## [ABOUT THIS EXERCISE]
Return the records exactly, please. Every line should match.

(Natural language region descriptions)
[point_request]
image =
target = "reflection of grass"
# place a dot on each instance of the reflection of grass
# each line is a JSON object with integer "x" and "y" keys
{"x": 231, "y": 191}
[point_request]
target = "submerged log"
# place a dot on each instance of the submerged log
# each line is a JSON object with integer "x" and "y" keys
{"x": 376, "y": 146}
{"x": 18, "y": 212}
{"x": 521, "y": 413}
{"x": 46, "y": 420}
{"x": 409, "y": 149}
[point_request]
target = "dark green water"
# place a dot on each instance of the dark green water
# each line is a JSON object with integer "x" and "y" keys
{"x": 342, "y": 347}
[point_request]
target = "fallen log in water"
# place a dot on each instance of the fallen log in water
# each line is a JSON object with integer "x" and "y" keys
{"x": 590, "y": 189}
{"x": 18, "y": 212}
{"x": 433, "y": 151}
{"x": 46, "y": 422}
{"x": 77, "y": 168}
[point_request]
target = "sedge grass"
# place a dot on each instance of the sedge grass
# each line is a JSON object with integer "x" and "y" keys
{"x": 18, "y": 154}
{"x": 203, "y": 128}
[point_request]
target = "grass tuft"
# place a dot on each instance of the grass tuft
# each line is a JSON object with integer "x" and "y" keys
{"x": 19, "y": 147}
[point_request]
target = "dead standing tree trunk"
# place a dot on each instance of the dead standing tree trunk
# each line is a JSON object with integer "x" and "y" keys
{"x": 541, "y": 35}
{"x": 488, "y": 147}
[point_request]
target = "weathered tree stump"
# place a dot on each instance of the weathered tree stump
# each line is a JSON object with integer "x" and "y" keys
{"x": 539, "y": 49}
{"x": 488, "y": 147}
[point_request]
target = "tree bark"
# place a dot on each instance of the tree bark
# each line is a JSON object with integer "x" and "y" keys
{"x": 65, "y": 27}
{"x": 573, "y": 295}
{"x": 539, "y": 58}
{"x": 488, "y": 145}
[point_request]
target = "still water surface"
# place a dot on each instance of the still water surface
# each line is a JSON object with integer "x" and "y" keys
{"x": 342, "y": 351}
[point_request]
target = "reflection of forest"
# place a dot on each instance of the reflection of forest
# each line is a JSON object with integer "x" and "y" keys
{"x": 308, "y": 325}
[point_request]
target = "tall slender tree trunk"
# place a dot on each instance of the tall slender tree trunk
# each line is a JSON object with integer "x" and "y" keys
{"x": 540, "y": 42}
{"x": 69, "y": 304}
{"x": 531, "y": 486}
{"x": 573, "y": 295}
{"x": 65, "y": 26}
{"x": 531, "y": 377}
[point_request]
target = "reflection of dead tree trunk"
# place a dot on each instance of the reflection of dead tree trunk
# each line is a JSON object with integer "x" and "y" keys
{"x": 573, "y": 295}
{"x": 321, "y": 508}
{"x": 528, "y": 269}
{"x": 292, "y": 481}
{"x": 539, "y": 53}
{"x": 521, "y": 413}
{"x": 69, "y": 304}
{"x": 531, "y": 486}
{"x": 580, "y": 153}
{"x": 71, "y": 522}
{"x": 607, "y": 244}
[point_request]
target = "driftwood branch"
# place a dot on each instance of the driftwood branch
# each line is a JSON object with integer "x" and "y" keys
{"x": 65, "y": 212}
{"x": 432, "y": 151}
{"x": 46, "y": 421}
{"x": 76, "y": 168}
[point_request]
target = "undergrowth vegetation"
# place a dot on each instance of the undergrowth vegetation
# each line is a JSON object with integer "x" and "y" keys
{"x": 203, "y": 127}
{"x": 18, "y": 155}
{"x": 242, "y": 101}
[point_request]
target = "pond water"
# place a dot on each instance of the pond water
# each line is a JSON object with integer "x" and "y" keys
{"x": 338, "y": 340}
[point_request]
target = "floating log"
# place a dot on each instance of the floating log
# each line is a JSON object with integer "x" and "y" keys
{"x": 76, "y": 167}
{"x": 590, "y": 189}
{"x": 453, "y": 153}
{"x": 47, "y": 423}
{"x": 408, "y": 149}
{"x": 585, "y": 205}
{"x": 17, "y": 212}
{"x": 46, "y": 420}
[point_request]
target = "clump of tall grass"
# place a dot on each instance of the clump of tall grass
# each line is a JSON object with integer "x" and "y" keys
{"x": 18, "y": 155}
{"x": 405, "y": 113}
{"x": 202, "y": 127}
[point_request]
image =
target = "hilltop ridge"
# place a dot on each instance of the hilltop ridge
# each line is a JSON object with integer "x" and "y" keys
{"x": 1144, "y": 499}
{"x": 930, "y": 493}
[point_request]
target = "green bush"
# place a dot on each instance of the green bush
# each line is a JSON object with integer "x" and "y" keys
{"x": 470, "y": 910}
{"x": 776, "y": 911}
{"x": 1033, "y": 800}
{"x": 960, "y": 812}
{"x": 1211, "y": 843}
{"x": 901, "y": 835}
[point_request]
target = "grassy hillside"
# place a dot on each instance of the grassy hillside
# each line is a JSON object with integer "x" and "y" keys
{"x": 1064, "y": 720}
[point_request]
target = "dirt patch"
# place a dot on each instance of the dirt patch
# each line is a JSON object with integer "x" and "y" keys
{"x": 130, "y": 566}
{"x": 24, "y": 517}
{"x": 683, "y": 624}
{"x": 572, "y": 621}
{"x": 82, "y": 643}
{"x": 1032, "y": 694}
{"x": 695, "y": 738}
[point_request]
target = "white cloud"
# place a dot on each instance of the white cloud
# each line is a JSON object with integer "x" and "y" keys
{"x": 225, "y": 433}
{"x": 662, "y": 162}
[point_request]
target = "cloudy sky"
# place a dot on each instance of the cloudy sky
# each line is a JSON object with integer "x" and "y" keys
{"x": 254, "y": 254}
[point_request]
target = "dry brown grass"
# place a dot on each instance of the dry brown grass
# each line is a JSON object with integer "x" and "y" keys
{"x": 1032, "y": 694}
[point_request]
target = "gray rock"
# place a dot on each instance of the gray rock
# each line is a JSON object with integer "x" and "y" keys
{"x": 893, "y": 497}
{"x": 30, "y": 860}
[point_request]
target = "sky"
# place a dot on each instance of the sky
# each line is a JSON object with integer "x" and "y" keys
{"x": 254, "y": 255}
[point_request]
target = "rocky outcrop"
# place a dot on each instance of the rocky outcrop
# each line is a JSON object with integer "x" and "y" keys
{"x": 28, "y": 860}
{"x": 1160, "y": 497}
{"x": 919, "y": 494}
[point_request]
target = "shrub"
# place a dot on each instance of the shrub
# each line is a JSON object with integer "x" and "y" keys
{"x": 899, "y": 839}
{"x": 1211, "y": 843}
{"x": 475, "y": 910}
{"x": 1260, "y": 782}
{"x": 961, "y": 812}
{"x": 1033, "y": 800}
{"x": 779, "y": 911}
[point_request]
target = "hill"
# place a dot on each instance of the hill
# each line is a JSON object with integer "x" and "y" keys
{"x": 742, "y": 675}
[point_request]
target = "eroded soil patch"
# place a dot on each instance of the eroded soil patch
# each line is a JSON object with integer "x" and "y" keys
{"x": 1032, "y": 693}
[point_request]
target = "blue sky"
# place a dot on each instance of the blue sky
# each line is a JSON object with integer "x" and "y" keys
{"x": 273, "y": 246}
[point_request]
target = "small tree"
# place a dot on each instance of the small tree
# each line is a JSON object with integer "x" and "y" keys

## [TASK OUTPUT]
[point_request]
image =
target = "reflection of grass"
# place a dot on each instance of the reflection of grass
# each line is a JSON object with integer "x" and "y" keys
{"x": 231, "y": 191}
[point_request]
target = "submerged log"
# place a dot on each instance of the submerged log
# each line is a JSON object with integer "x" and "y" keys
{"x": 376, "y": 146}
{"x": 18, "y": 212}
{"x": 521, "y": 413}
{"x": 46, "y": 420}
{"x": 409, "y": 149}
[point_request]
target = "dark green water"
# place a dot on each instance of the dark green water
# each line is a JSON object with integer "x" and "y" keys
{"x": 342, "y": 347}
[point_request]
target = "fallen log in water"
# place a dot on each instance of the fallen log in water
# each line is a JSON object with integer "x" and "y" keys
{"x": 590, "y": 189}
{"x": 18, "y": 212}
{"x": 433, "y": 151}
{"x": 46, "y": 422}
{"x": 77, "y": 168}
[point_request]
target = "sedge grass"
# place a dot on each instance of the sedge grass
# each line is a JSON object with integer "x" and "y" keys
{"x": 18, "y": 154}
{"x": 203, "y": 128}
[point_request]
target = "grass tuft"
# place a dot on each instance of the grass tuft
# each line is a JSON object with integer "x" and "y" keys
{"x": 19, "y": 147}
[point_request]
target = "dead standing tree trunk"
# place a dot on each instance of the dead standing tree trunk
# each line is a JSON object with integer "x" and "y" keys
{"x": 541, "y": 35}
{"x": 488, "y": 147}
[point_request]
target = "weathered tree stump"
# place a dot on each instance of the weathered tree stump
# each line is a JSON object with integer "x" and "y" keys
{"x": 539, "y": 49}
{"x": 488, "y": 147}
[point_request]
target = "tree bark"
# place a dot on each instance of the tree bark
# each line is a JSON object with integer "x" and "y" keys
{"x": 65, "y": 27}
{"x": 573, "y": 295}
{"x": 539, "y": 58}
{"x": 488, "y": 145}
[point_request]
target = "still water surface"
# place a dot on each instance of the still water surface
# each line is a JSON object with integer "x" and "y" keys
{"x": 342, "y": 351}
[point_request]
target = "reflection of forest"
# place a dot on each instance of the reflection of forest
# each line is a JSON object with integer "x" and "y" keys
{"x": 308, "y": 325}
[point_request]
target = "tall slender tree trunk"
# place a dot on each instance of the tall slender tree trunk
# each line is a JSON object with integer "x" and "y" keys
{"x": 540, "y": 42}
{"x": 69, "y": 304}
{"x": 531, "y": 486}
{"x": 573, "y": 295}
{"x": 65, "y": 26}
{"x": 531, "y": 377}
[point_request]
target = "reflection of dead tree trunk"
# place a dot on each instance of the reflection of dead tree trunk
# each line is a JSON object with integer "x" and "y" keys
{"x": 573, "y": 295}
{"x": 321, "y": 508}
{"x": 528, "y": 269}
{"x": 292, "y": 481}
{"x": 539, "y": 53}
{"x": 521, "y": 413}
{"x": 69, "y": 304}
{"x": 531, "y": 486}
{"x": 580, "y": 153}
{"x": 71, "y": 522}
{"x": 607, "y": 244}
[point_request]
target = "driftwood branch"
# place a dot on each instance of the driftwood branch
# each line is a JSON object with integer "x" and "y" keys
{"x": 65, "y": 212}
{"x": 432, "y": 151}
{"x": 46, "y": 421}
{"x": 76, "y": 168}
[point_request]
target = "undergrowth vegetation"
# place a dot on each instance of the undergrowth vegetation
# each line is a JSON object with integer "x" and "y" keys
{"x": 203, "y": 127}
{"x": 18, "y": 155}
{"x": 242, "y": 101}
[point_request]
target = "pond water"
# place a dot on each instance of the pond water
# each line is a JSON object with integer "x" and "y" keys
{"x": 338, "y": 340}
[point_request]
target = "floating log"
# place a dot on each instance of the floating log
# each line is a JSON object with integer "x" and "y" keys
{"x": 76, "y": 167}
{"x": 590, "y": 189}
{"x": 453, "y": 153}
{"x": 47, "y": 423}
{"x": 408, "y": 149}
{"x": 585, "y": 205}
{"x": 17, "y": 212}
{"x": 46, "y": 420}
[point_request]
target = "clump of tall grass"
# place a dot on each instance of the clump of tall grass
# each line is a JSON object with integer "x" and "y" keys
{"x": 18, "y": 155}
{"x": 405, "y": 113}
{"x": 202, "y": 127}
[point_request]
image =
target = "hilltop ridge"
# place a dot on each instance of the hilltop ridge
# each line is a JSON object with integer "x" and "y" keys
{"x": 1144, "y": 499}
{"x": 930, "y": 493}
[point_request]
target = "green bush"
# place a dot on each instance of the green bush
# each line is a JSON object with integer "x" and "y" keys
{"x": 470, "y": 910}
{"x": 776, "y": 911}
{"x": 1033, "y": 800}
{"x": 960, "y": 812}
{"x": 1211, "y": 843}
{"x": 901, "y": 835}
[point_request]
target = "grassy hillside"
# place a dot on each instance of the grassy hillside
# each line is a JSON object with integer "x" and "y" keys
{"x": 1064, "y": 720}
[point_request]
target = "dirt patch"
# place a dot on each instance of the dirt patch
# each line is a JSON object with integer "x" and "y" keys
{"x": 130, "y": 566}
{"x": 24, "y": 517}
{"x": 683, "y": 624}
{"x": 572, "y": 621}
{"x": 82, "y": 643}
{"x": 1032, "y": 694}
{"x": 695, "y": 738}
[point_request]
target = "white cloud"
# place a dot on each instance of the white cloud
# each line is a JSON object with integer "x" and "y" keys
{"x": 225, "y": 433}
{"x": 662, "y": 162}
[point_request]
target = "cloudy sky"
# place a dot on each instance of the cloudy sky
# each line is a JSON object with integer "x" and "y" keys
{"x": 254, "y": 254}
[point_request]
target = "dry brown grass"
# place a dot on each instance of the dry brown grass
# each line is a JSON object with integer "x" and "y" keys
{"x": 1032, "y": 694}
[point_request]
target = "gray rock"
# place a dot on each instance of the gray rock
# each line is a JSON object with integer "x" and "y" keys
{"x": 893, "y": 497}
{"x": 30, "y": 860}
[point_request]
target = "sky"
# place a dot on each instance of the sky
# each line is a JSON object with integer "x" and "y" keys
{"x": 254, "y": 255}
[point_request]
target = "rocky outcrop"
# place a dot on each instance of the rocky outcrop
# each line is a JSON object with integer "x" and "y" keys
{"x": 28, "y": 860}
{"x": 1160, "y": 497}
{"x": 919, "y": 494}
[point_request]
target = "shrub"
# place a dot on each instance of the shrub
# each line is a JSON object with integer "x" and "y" keys
{"x": 899, "y": 839}
{"x": 1211, "y": 843}
{"x": 475, "y": 910}
{"x": 1260, "y": 782}
{"x": 961, "y": 812}
{"x": 1033, "y": 800}
{"x": 779, "y": 911}
[point_request]
target = "hill"
# place a dot on each instance of the hill
# each line is a JSON object with integer "x" and "y" keys
{"x": 742, "y": 675}
[point_request]
target = "eroded soil patch"
# place a dot on each instance of the eroded soil patch
# each line is a JSON object with integer "x" and "y" keys
{"x": 1032, "y": 693}
[point_request]
target = "blue sky"
# place a dot on each instance of the blue sky
# each line is a JSON object with integer "x" and "y" keys
{"x": 273, "y": 246}
[point_request]
target = "small tree"
# place a dot on each instance of the small tree
# each line is a JSON object with integer "x" and "y" keys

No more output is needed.